The Reporter

Target practice with the European Commission. The reporter's screensaver, Brussels.

His rifle was pointed at a projection of Berlaymont, the European Commission HQ. “Is that the real thing?” I asked him. “I’m not telling, mate,” the reporter said, laughing. “You sort it out.”

Thankfully, it was only a screensaver. Still, if you wanted to know what his politics were, the mock attack on Berlaymont, was in keeping.

“Nigel calls me all the time now,” he was fond of telling me back then, pretending he was on a first name basis with the UKIP chief. “I can get a meeting with him whenever I want.”

It was the Spring of 2016, during the lead up to the Brexit referendum in the United Kingdom. No one was more of a celebrity in Brussels back then, albeit a notorious one than Nigel Farage.

That my desk mate could claim any intimacy with such a polarising figure in EU politics was not insignificant, even though it was somewhat exaggerated. 

He did have a friendly rapport with Britain’s Eurosceptic-in-chief though, and his reporting on Farage, alternating between neutral and supportive, was in no small part key to his career.

“Don’t suppose Herman might be free for a beer?” asked the other British reporter we shared a desk with, referring to Farage’s press secretary Herman Kelly. 

“I’ll give him a ring,” he replied. “Nigel is in town for a change. Perhaps we could all get a pint together.”

The rumour was that our UKIP man was actually a Labour voter, but that he put on a good act at work to irritate people. I wasn’t so certain. 

Day in and day out, he’d interrupt my editing with vitriolic attacks The Guardian for its left-wing coverage of EU topics we were also tracking while calling a charismatic Greek reporter we worked with a fag for frequently coming over and embracing me. 

“Definitely a homosexual,” he liked to quip, before yelling out to an American woman colleague of ours, who sat next to the Greek, “Show us your tits,” across the newsroom. 

As someone who had gone to elementary school in London, I found his yobbish behaviour amusing. 

A privileged kid with a boarding school background, and an international upbringing, he was acting out the role of a typically provincial, working-class caricature on a BBC sitcom.

• _SUPPLIED INFORMATION_:
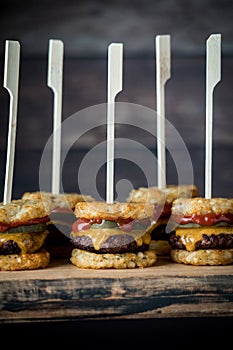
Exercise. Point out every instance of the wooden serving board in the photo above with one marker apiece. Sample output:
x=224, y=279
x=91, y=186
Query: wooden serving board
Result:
x=62, y=292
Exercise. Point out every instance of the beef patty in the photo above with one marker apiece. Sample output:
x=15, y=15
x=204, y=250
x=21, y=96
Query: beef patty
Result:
x=123, y=243
x=221, y=241
x=9, y=247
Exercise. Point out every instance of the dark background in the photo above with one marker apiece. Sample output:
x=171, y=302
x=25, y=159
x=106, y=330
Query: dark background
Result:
x=87, y=28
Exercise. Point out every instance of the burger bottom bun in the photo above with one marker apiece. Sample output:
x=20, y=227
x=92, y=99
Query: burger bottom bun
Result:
x=203, y=256
x=87, y=260
x=60, y=251
x=162, y=247
x=16, y=262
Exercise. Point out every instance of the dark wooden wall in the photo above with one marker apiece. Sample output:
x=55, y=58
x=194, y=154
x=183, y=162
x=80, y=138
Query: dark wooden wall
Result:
x=86, y=28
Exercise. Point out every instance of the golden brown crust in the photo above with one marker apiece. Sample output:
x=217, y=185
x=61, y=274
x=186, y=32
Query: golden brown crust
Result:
x=161, y=246
x=114, y=211
x=16, y=262
x=202, y=206
x=202, y=256
x=22, y=210
x=146, y=195
x=169, y=194
x=62, y=200
x=87, y=260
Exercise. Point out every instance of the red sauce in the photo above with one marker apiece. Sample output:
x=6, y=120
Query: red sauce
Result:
x=5, y=227
x=207, y=219
x=162, y=211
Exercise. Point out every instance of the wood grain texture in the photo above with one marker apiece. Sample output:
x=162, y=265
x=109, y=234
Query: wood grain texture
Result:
x=65, y=292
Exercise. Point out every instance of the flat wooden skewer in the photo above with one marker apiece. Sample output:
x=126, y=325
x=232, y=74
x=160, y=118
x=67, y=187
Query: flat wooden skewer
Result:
x=11, y=83
x=213, y=76
x=163, y=73
x=115, y=73
x=55, y=79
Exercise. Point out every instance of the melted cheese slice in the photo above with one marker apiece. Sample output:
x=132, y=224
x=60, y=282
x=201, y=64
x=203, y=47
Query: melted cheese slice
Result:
x=99, y=236
x=28, y=242
x=190, y=236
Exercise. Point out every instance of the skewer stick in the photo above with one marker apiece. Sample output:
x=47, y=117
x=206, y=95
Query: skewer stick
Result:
x=213, y=76
x=115, y=72
x=163, y=68
x=55, y=78
x=11, y=83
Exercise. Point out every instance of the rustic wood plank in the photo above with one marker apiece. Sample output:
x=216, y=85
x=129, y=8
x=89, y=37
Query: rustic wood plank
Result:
x=167, y=290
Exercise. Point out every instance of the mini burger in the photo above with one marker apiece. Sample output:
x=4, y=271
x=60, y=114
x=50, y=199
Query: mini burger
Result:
x=113, y=236
x=61, y=216
x=23, y=231
x=203, y=231
x=162, y=201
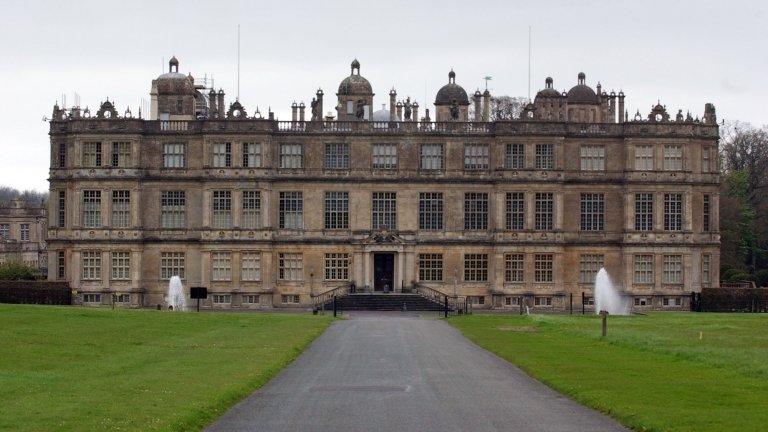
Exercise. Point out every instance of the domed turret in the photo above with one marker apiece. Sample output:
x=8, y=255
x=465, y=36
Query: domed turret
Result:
x=355, y=96
x=451, y=92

• _EXERCISE 1_:
Edit the reporter passage from "That my desk" up to and including "to his career.", replacing "desk mate" with "colleague".
• _EXERCISE 2_:
Multiply the answer coordinates by 2.25, rounding to whole numbers with halves going up, and leave the sample coordinates in the requests unchanged. Give only the records from the line with "Exercise. Point out every instance of the wood grain" up to and including the line with "x=167, y=290", requests included.
The text and the records come from unrelated sources.

• _SOLUTION 1_:
That my colleague could claim any intimacy with such a polarising figure in EU politics was not insignificant, even though it was somewhat exaggerated. 

He did have a friendly rapport with Britain’s Eurosceptic-in-chief though, and his reporting on Farage, alternating between neutral and supportive, was in no small part key to his career.

• _SOLUTION 2_:
Exercise. Point out every instance of the wood grain texture in the photo above with one marker apiece. Sample output:
x=162, y=265
x=109, y=234
Query: wood grain texture
Result:
x=146, y=657
Exercise. Point out every instance of the flat wooden skewer in the photo above with one marker apiece. Sample output:
x=126, y=325
x=232, y=74
x=160, y=118
x=67, y=187
Query: flat wooden skewer
Result:
x=25, y=187
x=479, y=171
x=367, y=164
x=259, y=164
x=124, y=178
Exercise. Point out every instance of the melted cheese slice in the photo above with one marker apiece. Sample output:
x=132, y=224
x=60, y=282
x=201, y=64
x=203, y=47
Query: melted cheese slice
Result:
x=223, y=531
x=63, y=545
x=428, y=531
Exercise. Point out every instance of the skewer stick in the photo above with one marker apiece. Sample output:
x=47, y=117
x=206, y=95
Query: skewer stick
Result:
x=479, y=171
x=259, y=162
x=367, y=153
x=124, y=176
x=25, y=187
Exercise. Point out every instance of the rustic wood plank in the photo above with one marker apiece. Sample output:
x=216, y=85
x=129, y=8
x=89, y=37
Query: rustic wood plank
Result:
x=376, y=653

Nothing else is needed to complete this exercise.